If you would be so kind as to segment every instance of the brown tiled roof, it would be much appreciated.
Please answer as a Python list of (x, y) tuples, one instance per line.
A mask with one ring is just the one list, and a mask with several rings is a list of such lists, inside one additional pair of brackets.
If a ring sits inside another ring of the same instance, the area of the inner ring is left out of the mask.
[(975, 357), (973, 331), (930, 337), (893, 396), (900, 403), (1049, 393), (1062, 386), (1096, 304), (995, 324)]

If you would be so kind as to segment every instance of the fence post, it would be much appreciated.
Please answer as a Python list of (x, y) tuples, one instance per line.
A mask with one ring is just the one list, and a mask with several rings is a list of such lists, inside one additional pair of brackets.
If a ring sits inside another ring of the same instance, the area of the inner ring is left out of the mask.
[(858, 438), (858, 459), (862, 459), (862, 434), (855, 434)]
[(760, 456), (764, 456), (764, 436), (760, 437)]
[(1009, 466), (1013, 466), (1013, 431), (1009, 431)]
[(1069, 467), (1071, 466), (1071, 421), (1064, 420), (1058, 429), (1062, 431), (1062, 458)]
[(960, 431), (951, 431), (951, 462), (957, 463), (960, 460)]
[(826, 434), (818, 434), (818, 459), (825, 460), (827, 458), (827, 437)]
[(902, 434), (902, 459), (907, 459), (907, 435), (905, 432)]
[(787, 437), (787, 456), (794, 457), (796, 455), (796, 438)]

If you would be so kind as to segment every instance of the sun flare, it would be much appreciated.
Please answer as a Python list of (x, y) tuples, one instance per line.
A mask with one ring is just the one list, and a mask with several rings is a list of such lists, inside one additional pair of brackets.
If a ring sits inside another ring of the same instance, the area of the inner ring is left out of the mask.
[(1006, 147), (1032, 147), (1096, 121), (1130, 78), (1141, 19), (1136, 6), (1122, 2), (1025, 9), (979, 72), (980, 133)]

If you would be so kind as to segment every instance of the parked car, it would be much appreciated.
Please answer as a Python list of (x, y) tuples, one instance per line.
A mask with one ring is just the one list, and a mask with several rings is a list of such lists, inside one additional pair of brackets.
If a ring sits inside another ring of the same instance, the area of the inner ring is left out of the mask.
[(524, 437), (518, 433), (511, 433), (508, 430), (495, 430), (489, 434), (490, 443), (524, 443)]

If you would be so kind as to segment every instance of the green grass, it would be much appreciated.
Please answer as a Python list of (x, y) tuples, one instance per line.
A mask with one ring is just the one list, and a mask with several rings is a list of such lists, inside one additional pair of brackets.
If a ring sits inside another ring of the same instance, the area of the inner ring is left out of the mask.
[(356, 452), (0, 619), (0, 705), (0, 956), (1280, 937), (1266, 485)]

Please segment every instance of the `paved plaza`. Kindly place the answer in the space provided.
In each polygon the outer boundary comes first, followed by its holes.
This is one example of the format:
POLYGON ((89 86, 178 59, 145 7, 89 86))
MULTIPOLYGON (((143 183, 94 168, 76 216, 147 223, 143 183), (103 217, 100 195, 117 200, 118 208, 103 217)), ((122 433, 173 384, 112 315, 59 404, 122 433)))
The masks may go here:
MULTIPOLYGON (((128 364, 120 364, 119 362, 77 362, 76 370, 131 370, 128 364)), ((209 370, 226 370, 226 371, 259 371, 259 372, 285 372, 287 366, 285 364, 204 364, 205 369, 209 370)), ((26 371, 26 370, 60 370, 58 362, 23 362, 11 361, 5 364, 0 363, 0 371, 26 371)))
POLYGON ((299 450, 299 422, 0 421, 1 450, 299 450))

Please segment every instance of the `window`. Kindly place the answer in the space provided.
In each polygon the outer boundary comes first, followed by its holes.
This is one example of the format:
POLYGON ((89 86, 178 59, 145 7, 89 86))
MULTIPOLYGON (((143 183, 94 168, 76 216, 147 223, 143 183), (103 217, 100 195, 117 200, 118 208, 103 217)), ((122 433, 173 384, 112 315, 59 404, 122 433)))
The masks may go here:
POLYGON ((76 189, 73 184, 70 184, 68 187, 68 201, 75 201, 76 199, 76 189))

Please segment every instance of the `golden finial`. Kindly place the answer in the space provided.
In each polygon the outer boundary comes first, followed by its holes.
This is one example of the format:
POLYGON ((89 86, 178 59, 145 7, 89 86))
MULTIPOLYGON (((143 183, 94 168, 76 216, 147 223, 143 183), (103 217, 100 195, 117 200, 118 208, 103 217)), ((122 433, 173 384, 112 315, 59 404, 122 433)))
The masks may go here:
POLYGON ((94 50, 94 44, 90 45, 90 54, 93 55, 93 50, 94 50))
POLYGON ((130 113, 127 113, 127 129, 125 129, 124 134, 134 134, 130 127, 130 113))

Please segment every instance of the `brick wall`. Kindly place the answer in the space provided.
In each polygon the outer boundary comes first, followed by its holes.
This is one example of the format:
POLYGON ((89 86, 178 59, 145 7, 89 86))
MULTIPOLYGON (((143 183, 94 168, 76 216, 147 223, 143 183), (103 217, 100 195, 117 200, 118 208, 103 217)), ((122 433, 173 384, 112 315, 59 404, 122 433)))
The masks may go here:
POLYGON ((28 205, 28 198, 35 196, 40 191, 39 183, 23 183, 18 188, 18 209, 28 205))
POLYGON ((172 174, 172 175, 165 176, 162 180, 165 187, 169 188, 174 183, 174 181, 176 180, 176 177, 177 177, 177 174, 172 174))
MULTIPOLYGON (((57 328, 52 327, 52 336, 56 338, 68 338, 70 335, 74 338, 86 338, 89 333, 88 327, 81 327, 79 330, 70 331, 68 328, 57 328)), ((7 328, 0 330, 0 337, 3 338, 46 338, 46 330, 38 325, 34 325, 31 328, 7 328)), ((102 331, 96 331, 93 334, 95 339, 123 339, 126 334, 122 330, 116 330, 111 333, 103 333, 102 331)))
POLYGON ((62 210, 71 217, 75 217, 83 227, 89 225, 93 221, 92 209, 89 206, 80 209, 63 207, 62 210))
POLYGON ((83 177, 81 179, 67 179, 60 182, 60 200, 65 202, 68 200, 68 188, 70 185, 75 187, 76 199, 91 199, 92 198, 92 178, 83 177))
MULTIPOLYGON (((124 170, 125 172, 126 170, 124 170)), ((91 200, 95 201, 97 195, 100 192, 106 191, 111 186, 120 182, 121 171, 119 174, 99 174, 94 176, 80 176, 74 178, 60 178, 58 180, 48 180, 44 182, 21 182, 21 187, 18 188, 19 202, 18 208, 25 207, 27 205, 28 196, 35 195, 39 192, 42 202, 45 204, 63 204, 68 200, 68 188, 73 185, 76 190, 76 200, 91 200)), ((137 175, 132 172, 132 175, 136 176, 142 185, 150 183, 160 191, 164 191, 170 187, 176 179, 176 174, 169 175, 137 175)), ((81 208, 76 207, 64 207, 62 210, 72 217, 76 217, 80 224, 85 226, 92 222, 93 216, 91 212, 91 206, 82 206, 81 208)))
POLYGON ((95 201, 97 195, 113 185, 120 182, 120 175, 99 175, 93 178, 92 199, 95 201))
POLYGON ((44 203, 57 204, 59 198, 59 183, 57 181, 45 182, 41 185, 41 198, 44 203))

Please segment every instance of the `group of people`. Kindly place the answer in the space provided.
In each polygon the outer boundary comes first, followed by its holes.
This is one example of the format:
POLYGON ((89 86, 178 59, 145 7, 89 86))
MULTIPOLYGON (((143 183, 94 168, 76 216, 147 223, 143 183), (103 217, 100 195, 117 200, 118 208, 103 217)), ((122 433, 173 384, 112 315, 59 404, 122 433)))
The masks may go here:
★ ★ ★ ★ ★
Assignment: Determine the number of lines in the entries that hold "provided". Reply with that number only.

Expected answer: 5